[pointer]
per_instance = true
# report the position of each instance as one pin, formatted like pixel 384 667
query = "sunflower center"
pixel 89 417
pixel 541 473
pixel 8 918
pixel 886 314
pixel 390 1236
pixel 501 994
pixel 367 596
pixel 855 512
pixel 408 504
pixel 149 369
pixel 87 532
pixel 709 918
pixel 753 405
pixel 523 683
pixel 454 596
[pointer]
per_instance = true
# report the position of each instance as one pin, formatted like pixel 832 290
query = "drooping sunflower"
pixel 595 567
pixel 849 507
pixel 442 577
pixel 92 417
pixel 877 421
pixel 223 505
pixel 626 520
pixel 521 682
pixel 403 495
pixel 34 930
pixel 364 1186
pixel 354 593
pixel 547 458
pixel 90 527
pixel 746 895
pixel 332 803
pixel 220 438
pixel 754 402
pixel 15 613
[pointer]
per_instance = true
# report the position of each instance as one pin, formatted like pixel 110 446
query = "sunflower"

—————

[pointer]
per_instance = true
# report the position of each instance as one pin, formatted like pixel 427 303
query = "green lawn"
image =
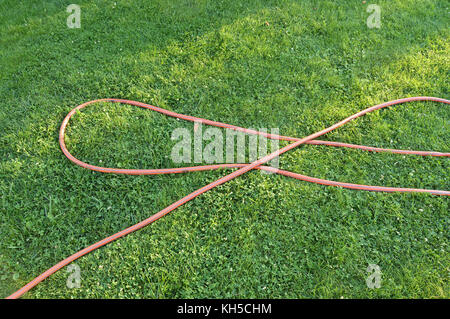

—————

> **Given request**: Locate each line above that contains the string "query", and copy out every one of those lines.

> **Output below**:
query = "sunflower center"
query = "drooping sunflower"
query = "sunflower"
query = "green lawn"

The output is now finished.